(Saved data entries)
◆ ◆ ◆ ◆ ◆ ◆ ◆

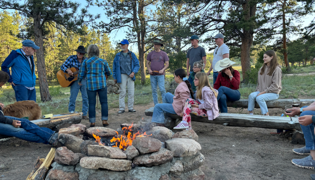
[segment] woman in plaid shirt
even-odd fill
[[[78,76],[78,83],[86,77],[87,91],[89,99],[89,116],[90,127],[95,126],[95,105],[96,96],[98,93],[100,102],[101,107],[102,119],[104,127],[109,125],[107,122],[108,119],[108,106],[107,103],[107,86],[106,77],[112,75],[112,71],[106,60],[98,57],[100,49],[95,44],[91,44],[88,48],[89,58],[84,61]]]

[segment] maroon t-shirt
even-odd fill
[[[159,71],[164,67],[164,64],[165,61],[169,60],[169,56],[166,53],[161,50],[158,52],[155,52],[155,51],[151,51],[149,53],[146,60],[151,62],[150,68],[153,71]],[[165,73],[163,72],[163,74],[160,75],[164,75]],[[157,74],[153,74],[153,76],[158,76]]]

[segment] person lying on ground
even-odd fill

◆ ◆ ◆ ◆ ◆ ◆ ◆

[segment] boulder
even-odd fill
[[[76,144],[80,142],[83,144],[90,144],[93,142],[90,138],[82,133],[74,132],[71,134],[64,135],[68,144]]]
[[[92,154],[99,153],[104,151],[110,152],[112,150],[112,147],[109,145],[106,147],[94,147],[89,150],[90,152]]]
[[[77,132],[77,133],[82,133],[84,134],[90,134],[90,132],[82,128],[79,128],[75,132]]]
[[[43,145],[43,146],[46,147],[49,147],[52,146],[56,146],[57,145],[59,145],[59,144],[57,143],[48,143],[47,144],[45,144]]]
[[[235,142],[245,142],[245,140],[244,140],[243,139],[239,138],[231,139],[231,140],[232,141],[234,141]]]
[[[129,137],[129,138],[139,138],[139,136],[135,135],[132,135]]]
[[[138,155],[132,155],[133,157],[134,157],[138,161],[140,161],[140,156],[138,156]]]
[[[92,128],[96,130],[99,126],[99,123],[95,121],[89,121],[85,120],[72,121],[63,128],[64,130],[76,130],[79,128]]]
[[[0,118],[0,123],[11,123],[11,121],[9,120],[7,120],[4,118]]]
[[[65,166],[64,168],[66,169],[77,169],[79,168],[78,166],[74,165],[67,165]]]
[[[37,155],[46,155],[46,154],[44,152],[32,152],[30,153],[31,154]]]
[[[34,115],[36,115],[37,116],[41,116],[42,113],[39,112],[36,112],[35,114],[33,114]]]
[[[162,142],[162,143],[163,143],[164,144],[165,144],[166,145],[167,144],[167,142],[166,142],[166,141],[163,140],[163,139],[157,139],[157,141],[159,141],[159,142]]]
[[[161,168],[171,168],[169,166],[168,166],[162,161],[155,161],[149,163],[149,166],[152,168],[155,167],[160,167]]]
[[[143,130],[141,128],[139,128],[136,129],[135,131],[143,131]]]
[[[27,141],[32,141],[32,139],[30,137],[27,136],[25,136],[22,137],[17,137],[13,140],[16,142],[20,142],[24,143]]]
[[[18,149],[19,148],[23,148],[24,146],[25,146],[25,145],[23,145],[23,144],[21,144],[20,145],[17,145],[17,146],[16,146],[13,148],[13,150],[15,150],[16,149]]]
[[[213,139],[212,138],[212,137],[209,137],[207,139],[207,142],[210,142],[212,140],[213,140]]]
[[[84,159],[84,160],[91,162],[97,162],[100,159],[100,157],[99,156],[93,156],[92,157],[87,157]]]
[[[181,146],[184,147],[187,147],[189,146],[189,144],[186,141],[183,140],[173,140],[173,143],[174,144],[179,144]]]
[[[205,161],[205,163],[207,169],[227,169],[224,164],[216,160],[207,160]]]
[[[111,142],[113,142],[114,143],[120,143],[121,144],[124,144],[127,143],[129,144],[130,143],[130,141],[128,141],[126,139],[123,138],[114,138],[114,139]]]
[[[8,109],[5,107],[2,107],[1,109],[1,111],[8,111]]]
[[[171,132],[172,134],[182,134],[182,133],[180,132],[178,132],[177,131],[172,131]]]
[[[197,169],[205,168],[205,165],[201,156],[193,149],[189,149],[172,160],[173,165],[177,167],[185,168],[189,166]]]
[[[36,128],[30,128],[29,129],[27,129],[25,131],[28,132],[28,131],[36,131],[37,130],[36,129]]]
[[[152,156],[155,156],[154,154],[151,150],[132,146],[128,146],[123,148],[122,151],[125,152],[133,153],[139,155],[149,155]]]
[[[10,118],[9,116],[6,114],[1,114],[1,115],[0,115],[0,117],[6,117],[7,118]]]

◆ ◆ ◆ ◆ ◆ ◆ ◆

- _WHAT THE EXERCISE ASKS_: Filter the items above and copy every line that contains the string "shirt".

- _ANSWER TO THIS PROBLEM_:
[segment] woman in plaid shirt
[segment] maroon t-shirt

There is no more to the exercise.